Work instruction: Starting at the line that contains "Could you point at the wooden fireplace", restate every line word for word through the end of the entries.

Source material:
· · · ·

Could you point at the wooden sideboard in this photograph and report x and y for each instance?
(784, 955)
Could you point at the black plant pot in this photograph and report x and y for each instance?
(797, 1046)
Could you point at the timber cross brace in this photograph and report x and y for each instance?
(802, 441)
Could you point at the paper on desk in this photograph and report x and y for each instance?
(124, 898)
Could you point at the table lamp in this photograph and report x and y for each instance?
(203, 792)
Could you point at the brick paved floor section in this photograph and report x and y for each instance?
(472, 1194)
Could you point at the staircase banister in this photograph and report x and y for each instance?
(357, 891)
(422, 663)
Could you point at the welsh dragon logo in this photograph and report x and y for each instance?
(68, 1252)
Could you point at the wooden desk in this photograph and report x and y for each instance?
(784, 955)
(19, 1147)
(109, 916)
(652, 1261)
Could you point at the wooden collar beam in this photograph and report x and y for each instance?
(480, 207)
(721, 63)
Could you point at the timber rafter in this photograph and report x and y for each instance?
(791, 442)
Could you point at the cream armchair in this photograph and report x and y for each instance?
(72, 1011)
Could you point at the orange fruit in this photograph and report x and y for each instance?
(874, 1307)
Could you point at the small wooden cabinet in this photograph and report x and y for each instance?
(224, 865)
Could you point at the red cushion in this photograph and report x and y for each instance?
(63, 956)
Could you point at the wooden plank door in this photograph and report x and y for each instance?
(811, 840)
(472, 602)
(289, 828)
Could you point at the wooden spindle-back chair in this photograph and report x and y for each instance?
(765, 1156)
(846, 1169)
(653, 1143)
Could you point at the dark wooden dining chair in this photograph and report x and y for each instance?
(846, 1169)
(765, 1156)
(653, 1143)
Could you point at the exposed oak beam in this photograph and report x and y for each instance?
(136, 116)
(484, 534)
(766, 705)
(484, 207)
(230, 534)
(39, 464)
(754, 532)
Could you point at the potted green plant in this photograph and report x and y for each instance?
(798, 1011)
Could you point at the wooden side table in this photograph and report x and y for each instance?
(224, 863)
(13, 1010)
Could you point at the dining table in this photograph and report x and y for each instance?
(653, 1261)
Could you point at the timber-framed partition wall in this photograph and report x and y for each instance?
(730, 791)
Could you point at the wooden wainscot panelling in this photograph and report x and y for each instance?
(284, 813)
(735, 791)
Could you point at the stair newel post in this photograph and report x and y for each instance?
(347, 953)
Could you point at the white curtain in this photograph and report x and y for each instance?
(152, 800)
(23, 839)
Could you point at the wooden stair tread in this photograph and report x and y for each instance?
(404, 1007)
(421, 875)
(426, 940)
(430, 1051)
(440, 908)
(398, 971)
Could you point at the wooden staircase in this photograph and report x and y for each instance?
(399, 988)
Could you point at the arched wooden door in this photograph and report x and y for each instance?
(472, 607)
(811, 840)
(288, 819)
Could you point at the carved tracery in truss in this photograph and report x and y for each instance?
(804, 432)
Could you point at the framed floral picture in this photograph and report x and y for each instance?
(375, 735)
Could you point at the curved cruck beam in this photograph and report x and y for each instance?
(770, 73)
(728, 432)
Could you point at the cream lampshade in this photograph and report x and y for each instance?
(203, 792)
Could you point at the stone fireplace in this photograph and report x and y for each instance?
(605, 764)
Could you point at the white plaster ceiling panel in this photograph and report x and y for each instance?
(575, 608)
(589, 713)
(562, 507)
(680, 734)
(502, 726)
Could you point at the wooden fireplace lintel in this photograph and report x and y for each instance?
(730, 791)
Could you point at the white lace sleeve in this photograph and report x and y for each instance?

· · · ·

Exercise answer:
Could you point at the wooden fireplace lintel in this photograph and report x and y for each instance?
(730, 791)
Could you point at the white lace sleeve in this photograph and report x and y for each instance?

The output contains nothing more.